# start of Reading passage
Facts don’t care about your feelings, the hackneyed cliché goes. Most people probably don’t either; but at least some do or could. In any case people are appropriate subjects for that little verb, care, a verb whose applicability, they say, modern science has severely restricted. As it turns out, not only facts but most things—wooden dolls, jewels, chess-playing machines and all other manner of human contrivances, but also the moon, the rings of Saturn, volcanos and the weather—aren’t burdened with preferences, and so aren’t liable to care about the vicissitudes of any destiny, not to mention your feelings.

But people are liable to care, say, about your resentful seething, or your desperate pining, especially if they happen (or fail) to be their target. The deeds your feelings motivate may be something they suffer or enjoy, hence wish to avoid or bring about. This is the basis of conflict, but also of transaction. You can negotiate with people; they, too, are beset with feelings, which might make them care about yours (and so on). Such a dance requires, first of all, recognizing the outward signs of your counterpart’s desires, or what is called language. If it is true that you cannot haggle the clouds for some rain, it is not because they are so stubborn but because, free of want, they offer no invitation to this inaugural interpretive step, emit noise but do not speak.
# end of Reading passage
Short exercise 1: Rewrite the passage on caring and language, beginning at the words "But people are" and stopping after "do not speak.", with "negotiate" changed to "bargain".
# start of Recorded information
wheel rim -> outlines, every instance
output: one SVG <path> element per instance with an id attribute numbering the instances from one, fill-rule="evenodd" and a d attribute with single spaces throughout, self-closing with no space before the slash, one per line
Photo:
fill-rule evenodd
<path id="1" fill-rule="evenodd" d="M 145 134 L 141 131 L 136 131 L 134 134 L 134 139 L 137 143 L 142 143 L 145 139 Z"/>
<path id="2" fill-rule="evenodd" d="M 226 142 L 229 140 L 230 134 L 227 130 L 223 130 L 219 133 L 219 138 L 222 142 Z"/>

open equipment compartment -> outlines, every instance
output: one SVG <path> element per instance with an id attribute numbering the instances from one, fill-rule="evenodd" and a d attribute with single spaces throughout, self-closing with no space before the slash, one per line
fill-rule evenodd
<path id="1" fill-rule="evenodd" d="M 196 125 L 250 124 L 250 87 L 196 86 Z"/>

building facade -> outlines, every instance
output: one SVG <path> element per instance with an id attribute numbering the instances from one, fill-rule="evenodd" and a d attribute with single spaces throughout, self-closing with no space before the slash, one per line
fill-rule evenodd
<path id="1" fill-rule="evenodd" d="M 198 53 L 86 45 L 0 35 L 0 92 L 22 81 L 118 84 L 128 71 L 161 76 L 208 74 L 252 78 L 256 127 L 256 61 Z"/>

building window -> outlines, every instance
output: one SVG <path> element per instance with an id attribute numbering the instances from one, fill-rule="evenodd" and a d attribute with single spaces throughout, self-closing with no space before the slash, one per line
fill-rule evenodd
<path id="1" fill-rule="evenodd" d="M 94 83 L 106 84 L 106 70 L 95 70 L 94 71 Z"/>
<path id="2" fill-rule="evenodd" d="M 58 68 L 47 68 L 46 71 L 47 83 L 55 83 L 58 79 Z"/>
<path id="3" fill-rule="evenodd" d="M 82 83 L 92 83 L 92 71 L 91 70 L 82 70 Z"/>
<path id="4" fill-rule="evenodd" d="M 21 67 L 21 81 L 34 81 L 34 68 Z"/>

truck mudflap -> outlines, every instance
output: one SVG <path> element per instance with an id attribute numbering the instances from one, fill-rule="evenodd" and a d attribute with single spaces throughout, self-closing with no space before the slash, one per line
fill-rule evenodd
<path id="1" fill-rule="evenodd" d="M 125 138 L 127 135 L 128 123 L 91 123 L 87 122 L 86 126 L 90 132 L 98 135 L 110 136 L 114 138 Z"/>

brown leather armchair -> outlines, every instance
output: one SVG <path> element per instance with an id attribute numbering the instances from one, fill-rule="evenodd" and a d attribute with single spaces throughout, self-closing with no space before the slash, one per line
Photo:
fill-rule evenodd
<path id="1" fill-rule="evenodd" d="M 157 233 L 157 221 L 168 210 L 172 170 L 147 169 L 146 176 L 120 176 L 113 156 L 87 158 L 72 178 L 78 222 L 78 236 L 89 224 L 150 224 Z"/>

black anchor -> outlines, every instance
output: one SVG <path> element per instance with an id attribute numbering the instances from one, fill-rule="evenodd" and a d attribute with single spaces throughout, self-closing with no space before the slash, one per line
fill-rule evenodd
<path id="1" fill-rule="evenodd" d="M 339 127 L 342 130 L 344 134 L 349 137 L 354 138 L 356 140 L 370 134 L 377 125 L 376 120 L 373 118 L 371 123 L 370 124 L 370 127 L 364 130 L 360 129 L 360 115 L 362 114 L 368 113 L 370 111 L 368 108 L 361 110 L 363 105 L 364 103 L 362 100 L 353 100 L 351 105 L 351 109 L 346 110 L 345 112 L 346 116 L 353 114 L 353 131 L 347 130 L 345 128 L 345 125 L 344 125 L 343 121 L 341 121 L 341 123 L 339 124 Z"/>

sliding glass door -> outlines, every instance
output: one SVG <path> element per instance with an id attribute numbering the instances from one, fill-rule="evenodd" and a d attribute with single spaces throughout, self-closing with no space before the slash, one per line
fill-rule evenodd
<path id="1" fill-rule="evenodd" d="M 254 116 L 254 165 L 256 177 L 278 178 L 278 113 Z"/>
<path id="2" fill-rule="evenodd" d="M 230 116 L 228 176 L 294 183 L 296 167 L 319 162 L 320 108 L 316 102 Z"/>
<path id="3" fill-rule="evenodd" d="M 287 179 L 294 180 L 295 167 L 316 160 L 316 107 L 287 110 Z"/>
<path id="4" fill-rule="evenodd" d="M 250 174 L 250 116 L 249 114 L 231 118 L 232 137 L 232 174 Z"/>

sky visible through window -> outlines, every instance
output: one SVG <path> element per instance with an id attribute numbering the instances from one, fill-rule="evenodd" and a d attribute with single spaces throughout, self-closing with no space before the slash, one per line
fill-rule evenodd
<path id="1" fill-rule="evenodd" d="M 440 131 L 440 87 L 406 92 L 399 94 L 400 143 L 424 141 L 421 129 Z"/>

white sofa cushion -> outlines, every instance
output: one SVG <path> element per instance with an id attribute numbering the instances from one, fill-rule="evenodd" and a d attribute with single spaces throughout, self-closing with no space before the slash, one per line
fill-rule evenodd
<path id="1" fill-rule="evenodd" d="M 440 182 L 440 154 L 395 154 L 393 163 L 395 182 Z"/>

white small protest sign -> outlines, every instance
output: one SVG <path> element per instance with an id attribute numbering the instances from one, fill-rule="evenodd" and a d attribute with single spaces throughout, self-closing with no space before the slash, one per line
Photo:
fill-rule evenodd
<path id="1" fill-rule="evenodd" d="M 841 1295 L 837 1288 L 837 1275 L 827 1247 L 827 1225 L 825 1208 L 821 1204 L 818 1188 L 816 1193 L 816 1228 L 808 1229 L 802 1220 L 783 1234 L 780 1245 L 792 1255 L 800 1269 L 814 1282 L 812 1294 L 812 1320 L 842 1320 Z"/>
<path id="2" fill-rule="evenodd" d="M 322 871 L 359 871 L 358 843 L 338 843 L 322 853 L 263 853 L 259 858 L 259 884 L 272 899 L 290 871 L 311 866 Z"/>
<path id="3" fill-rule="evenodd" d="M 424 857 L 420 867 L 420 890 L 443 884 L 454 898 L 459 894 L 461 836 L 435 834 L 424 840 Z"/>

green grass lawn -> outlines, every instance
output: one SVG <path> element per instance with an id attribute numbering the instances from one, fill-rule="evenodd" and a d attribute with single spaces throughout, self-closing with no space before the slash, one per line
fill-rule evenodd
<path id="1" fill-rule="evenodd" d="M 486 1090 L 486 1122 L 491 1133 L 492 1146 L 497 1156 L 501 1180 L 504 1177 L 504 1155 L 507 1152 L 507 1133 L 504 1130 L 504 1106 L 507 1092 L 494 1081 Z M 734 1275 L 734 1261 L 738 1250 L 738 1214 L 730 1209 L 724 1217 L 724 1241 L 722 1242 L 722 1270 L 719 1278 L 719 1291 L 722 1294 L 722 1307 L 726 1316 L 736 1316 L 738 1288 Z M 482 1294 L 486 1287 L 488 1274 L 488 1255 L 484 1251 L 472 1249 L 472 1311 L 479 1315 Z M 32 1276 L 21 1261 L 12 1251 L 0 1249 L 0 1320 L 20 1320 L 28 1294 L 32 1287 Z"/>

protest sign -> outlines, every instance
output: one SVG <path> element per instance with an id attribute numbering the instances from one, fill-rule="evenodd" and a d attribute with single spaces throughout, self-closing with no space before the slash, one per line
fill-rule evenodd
# end of Recorded information
Short exercise 2: Reproduce the lines of the listing character for character, beginning at the line that has "truck mudflap -> outlines, every instance" and stopping after the line that has "125 138 L 127".

Correct response 1:
But people are liable to care, say, about your resentful seething, or your desperate pining, especially if they happen (or fail) to be their target. The deeds your feelings motivate may be something they suffer or enjoy, hence wish to avoid or bring about. This is the basis of conflict, but also of transaction. You can bargain with people; they, too, are beset with feelings, which might make them care about yours (and so on). Such a dance requires, first of all, recognizing the outward signs of your counterpart’s desires, or what is called language. If it is true that you cannot haggle the clouds for some rain, it is not because they are so stubborn but because, free of want, they offer no invitation to this inaugural interpretive step, emit noise but do not speak.

Correct response 2:
truck mudflap -> outlines, every instance
output: one SVG <path> element per instance with an id attribute numbering the instances from one, fill-rule="evenodd" and a d attribute with single spaces throughout, self-closing with no space before the slash, one per line
fill-rule evenodd
<path id="1" fill-rule="evenodd" d="M 125 138 L 127 135 L 128 123 L 91 123 L 87 122 L 86 126 L 90 132 L 98 135 L 110 136 L 114 138 Z"/>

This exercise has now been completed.